==== RECORDS FOR THE TASK

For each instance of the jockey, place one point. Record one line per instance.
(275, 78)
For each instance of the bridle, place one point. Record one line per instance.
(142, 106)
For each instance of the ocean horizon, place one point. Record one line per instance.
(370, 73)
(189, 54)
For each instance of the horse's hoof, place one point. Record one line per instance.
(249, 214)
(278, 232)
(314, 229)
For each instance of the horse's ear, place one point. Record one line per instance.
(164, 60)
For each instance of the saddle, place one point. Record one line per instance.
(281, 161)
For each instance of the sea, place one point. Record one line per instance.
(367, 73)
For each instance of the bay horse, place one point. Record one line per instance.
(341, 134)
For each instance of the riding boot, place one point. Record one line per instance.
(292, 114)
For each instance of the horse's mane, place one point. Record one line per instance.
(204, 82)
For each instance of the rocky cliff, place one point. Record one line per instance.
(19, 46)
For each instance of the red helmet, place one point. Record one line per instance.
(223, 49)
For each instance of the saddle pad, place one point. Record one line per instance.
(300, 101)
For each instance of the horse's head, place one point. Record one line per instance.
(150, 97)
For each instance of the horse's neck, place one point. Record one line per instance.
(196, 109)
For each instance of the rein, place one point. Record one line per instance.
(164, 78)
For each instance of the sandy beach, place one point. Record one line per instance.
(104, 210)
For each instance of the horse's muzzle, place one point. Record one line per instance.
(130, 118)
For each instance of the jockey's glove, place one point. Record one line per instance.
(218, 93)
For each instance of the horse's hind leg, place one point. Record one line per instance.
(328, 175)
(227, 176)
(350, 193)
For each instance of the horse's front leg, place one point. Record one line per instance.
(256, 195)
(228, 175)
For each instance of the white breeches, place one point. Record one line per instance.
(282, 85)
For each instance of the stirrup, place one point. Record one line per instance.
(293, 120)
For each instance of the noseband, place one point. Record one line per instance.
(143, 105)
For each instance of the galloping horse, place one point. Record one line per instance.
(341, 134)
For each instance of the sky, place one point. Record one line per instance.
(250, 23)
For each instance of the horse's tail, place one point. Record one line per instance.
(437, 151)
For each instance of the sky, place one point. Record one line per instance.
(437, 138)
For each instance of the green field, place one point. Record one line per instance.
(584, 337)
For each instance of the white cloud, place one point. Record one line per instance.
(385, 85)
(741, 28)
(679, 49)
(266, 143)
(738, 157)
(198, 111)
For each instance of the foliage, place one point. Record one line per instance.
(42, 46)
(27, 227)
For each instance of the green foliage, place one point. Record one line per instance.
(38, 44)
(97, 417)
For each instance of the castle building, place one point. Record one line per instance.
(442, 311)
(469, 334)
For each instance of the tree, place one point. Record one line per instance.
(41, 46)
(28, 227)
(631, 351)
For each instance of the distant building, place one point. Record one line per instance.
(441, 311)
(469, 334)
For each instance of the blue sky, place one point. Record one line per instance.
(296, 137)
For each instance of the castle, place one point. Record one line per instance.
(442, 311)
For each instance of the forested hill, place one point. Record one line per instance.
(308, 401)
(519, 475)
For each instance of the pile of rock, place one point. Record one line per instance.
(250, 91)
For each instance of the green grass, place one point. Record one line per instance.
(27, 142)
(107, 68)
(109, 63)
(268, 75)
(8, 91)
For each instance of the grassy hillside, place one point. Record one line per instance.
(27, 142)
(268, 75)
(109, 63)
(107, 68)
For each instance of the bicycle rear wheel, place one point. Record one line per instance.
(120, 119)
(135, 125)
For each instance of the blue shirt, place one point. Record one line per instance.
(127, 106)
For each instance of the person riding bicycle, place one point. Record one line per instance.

========

## AIM
Present all of the material above as a numbered list, omitting any blank lines.

## RESPONSE TO THE EXERCISE
1. For each instance of the jockey, place one point. Record one line per instance.
2. (275, 78)
3. For each instance of the bridle, place one point. Record one line per instance.
4. (142, 106)
5. For each instance of the ocean horizon, place one point. Record one line per instance.
6. (370, 73)
7. (189, 54)
8. For each instance of the horse's hoof, place one point. Record one line per instance.
9. (249, 214)
10. (278, 232)
11. (314, 229)
12. For each instance of the horse's ear, place one point. Record one line per instance.
13. (164, 60)
14. For each instance of the saddle, place one point. Record one line per instance.
15. (281, 161)
16. For each instance of the sea, place one point. Record one line per instance.
17. (367, 73)
18. For each instance of the bay horse, place one point. Record one line per instance.
19. (341, 134)
20. For each instance of the riding boot, place one point. Record one line per instance.
21. (292, 114)
22. For each instance of the horse's mane, place one point. Record one line per instance.
23. (204, 82)
24. For each instance of the rocky cliff, place one point. Record one line per instance.
25. (19, 46)
26. For each instance of the red helmet, place one point. Record one line per instance.
27. (223, 49)
28. For each instance of the saddle pad, place one point. Record one line per instance.
29. (300, 101)
30. For each instance of the horse's head, place one point. Record one line per instance.
31. (150, 97)
32. For each instance of the horse's neck, place one point. Record one line per instance.
33. (196, 109)
34. For each instance of the rein, place one point. Record one line per instance.
35. (164, 78)
36. For each instance of the sandy beach, place one point. Record one line per instance.
37. (104, 210)
38. For each instance of the horse's muzzle, place one point. Record one line per instance.
39. (130, 118)
40. For each instance of the jockey's glove, place one point. Record one line per instance.
41. (218, 93)
42. For each instance of the horse's hind leg, place one point. Record one line per instance.
43. (328, 175)
44. (227, 176)
45. (350, 193)
46. For each instance of the horse's front leg, place one point. Record one line per instance.
47. (256, 195)
48. (228, 175)
49. For each instance of the white breeches, place one point. Record one line per instance.
50. (282, 85)
51. For each instance of the stirrup, place one point. Record one line per instance.
52. (293, 120)
53. For each instance of the noseband, place one point. Record one line per instance.
54. (143, 105)
55. For each instance of the galloping horse, place one point. Record one line per instance.
56. (341, 134)
57. For each instance of the sky, place one point. Record one line per instance.
58. (250, 23)
59. For each instance of the horse's tail, place one point. Record one line per instance.
60. (437, 151)
61. For each instance of the sky, place one point. Record one line per instance.
62. (437, 138)
63. For each instance of the green field, place one point. Record one line per instance.
64. (584, 337)
65. For each instance of the white cloud, place one point. Record one line per instance.
66. (385, 85)
67. (741, 28)
68. (679, 49)
69. (266, 143)
70. (738, 157)
71. (198, 111)
72. For each instance of the foliage, place one point. Record one line per instance.
73. (42, 46)
74. (27, 227)
75. For each instance of the green foliage, place one point. Record one line per instance.
76. (38, 44)
77. (97, 417)
78. For each instance of the castle building, place one point. Record one line per instance.
79. (442, 311)
80. (469, 334)
81. For each instance of the tree, place one point. Record one line per instance.
82. (41, 46)
83. (28, 227)
84. (631, 351)
85. For each instance of the distant building, place one point. Record one line per instance.
86. (441, 311)
87. (469, 334)
88. For each instance of the blue sky, place one point. Record one line per instance.
89. (296, 137)
90. For each instance of the castle, place one point. Record one line per instance.
91. (442, 311)
92. For each instance of the forested hill, place one point. Record one line per instance.
93. (308, 401)
94. (519, 475)
95. For each instance of the pile of rock, place one point. Record one line per instance.
96. (250, 91)
97. For each instance of the green grass, place one point. Record one line per instance.
98. (27, 142)
99. (107, 68)
100. (109, 63)
101. (268, 75)
102. (8, 91)
103. For each instance of the grassy hillside, place one point. Record one line per instance.
104. (27, 142)
105. (268, 75)
106. (109, 63)
107. (107, 68)
108. For each instance of the bicycle rear wheel, place one point. Record one line per instance.
109. (120, 119)
110. (135, 125)
111. For each instance of the blue shirt, place one point. Record one line per instance.
112. (127, 106)
113. For each instance of the person riding bicycle, place one point. Record one line per instance.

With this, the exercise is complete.